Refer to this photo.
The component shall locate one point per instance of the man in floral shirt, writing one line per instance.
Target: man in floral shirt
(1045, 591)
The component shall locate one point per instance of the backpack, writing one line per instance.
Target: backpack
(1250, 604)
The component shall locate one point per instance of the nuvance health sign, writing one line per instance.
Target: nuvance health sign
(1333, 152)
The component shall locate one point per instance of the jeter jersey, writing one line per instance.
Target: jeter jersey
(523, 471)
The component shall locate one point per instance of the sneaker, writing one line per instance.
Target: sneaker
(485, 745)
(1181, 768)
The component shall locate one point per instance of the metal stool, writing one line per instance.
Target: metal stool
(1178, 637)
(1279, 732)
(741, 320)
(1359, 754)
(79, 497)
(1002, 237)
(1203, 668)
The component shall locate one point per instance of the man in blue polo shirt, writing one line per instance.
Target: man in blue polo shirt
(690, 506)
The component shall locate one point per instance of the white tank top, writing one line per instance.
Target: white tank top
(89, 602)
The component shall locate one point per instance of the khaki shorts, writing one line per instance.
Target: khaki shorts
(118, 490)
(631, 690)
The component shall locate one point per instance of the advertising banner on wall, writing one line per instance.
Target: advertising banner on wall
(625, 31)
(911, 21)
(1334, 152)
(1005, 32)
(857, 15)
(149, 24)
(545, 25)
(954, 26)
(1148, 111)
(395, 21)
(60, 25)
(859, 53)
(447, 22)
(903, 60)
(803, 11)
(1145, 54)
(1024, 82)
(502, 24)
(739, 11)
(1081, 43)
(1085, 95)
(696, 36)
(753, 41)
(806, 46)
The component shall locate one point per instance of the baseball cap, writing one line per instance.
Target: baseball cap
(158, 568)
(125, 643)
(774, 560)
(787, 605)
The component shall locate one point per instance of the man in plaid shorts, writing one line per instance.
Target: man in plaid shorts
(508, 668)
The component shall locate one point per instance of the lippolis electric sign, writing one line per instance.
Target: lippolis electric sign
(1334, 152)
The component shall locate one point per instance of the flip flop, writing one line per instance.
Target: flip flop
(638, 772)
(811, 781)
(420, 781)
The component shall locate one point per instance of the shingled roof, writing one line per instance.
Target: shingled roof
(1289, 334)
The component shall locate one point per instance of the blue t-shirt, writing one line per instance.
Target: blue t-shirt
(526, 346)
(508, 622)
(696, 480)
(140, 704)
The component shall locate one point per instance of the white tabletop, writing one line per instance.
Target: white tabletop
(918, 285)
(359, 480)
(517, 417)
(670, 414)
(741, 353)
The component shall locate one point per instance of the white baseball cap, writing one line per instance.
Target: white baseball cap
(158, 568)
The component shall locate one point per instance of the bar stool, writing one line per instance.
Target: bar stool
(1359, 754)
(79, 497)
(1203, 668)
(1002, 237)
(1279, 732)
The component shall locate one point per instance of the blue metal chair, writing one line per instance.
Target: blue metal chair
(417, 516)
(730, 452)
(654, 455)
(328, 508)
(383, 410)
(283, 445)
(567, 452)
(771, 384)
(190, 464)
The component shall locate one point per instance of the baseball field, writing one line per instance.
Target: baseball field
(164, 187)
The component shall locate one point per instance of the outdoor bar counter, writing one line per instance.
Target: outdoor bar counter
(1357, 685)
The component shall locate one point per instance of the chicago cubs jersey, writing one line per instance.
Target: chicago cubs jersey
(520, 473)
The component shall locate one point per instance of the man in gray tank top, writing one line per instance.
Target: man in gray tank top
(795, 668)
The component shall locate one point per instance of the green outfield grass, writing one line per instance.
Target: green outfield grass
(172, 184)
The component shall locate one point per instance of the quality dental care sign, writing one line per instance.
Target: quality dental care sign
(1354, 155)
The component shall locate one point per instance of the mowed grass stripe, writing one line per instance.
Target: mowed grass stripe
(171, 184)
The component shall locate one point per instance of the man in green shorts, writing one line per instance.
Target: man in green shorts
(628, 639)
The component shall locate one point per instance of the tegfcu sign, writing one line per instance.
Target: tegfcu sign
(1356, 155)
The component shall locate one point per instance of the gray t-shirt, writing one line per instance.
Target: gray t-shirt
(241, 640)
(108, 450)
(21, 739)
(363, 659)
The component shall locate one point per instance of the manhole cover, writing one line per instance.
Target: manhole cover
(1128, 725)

###

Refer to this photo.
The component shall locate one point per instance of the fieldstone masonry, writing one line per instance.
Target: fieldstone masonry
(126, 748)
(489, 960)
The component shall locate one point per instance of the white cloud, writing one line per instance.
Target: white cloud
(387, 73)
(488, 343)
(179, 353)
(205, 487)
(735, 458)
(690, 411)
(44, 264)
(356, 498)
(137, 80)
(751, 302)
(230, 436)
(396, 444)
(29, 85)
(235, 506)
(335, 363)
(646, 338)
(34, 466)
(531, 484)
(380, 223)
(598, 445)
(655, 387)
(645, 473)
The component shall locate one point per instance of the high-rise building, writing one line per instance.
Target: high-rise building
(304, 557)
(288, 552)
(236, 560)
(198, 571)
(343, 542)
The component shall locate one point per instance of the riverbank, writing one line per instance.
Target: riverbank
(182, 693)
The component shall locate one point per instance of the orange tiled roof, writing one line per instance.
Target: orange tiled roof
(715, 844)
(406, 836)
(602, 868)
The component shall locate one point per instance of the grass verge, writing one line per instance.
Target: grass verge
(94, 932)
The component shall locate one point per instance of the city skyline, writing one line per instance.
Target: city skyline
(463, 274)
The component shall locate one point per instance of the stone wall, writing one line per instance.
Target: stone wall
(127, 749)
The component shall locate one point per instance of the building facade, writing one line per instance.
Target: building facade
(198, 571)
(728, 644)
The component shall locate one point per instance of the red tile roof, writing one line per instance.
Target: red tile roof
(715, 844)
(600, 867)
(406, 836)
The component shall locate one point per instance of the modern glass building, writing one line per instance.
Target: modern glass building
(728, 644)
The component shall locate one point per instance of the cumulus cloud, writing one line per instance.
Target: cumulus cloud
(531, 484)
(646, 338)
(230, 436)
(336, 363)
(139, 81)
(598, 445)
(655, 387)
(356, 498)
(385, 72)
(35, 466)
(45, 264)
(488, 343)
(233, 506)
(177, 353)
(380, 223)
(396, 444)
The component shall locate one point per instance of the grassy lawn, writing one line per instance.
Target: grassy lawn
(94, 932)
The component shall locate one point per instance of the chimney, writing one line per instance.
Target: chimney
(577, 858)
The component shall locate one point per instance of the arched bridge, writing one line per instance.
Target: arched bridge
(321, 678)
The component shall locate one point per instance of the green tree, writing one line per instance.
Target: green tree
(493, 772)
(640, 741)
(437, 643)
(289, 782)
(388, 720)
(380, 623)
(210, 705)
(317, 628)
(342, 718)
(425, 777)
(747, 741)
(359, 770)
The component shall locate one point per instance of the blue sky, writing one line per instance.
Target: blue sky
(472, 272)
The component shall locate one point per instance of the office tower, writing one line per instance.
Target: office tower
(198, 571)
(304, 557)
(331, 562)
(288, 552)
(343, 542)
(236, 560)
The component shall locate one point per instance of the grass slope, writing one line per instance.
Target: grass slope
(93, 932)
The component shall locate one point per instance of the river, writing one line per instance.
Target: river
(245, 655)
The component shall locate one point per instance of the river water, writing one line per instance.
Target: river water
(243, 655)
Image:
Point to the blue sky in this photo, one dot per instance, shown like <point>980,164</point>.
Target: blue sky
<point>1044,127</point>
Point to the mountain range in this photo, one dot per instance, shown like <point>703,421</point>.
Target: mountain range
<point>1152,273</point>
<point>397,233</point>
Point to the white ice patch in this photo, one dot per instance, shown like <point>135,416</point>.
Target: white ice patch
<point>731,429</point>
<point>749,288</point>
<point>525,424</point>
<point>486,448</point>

###

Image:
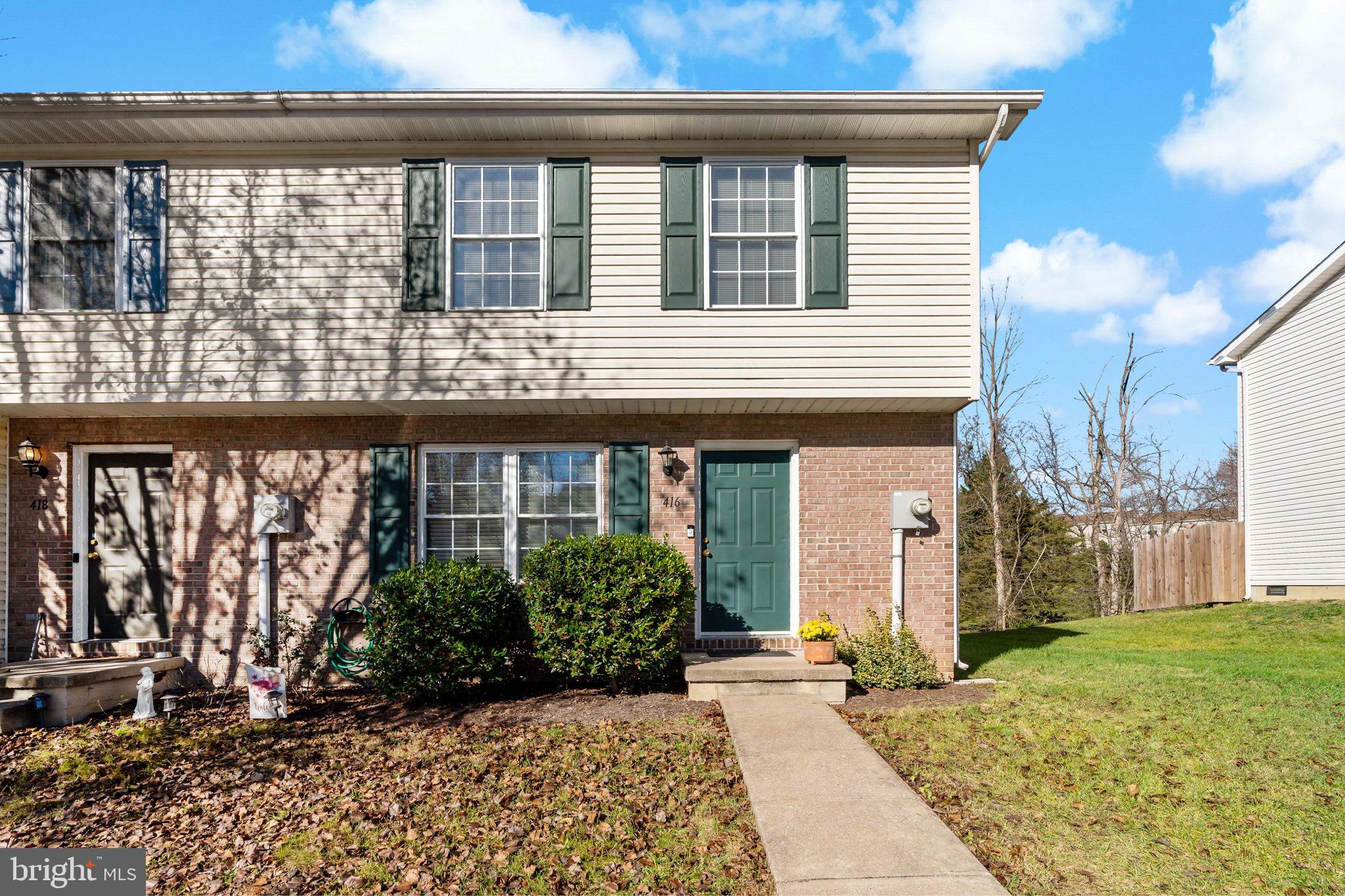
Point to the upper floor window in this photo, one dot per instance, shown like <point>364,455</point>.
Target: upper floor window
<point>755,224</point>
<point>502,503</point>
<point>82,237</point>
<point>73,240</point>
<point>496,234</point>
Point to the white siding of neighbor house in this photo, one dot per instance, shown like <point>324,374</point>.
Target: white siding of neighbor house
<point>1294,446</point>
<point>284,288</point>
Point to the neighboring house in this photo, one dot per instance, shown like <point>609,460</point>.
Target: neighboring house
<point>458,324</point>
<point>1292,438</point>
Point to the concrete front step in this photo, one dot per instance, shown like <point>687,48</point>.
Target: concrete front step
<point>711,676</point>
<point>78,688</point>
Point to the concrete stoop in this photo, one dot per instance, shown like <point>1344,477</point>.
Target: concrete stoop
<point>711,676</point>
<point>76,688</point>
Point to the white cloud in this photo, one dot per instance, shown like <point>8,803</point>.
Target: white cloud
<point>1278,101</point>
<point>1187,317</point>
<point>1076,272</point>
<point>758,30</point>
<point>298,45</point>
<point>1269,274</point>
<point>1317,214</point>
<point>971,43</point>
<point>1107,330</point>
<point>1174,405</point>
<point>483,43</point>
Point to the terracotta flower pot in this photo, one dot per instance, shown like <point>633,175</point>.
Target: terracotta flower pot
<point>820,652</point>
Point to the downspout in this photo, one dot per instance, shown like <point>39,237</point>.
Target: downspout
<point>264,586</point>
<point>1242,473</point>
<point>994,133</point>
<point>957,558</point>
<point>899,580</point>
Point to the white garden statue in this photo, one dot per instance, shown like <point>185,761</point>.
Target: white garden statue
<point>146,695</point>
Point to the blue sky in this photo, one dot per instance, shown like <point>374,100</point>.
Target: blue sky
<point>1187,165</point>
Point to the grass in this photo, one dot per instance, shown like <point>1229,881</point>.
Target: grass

###

Short exercise: Reproduce the entries from the line with "slope, writing one line per instance." up to and including the line with "<point>397,233</point>", replacing "mountain range" with "mountain ridge" and leaving everything else unchanged.

Response:
The component shall locate one point per instance of the grass slope, writing one line per instance.
Target: grass slope
(93, 932)
The component shall locate one point per instance of the river, writing one line per instance.
Target: river
(245, 655)
The component shall locate one point per instance of the river water, writing one line per instance.
Target: river water
(243, 655)
Image:
Point to the blue sky in this photo, one dot per instance, shown like <point>980,164</point>.
Target: blue sky
<point>1044,127</point>
Point to the mountain ridge in this photo, one dot per instance, shown like <point>703,421</point>.
Target: mountain ridge
<point>1152,273</point>
<point>397,233</point>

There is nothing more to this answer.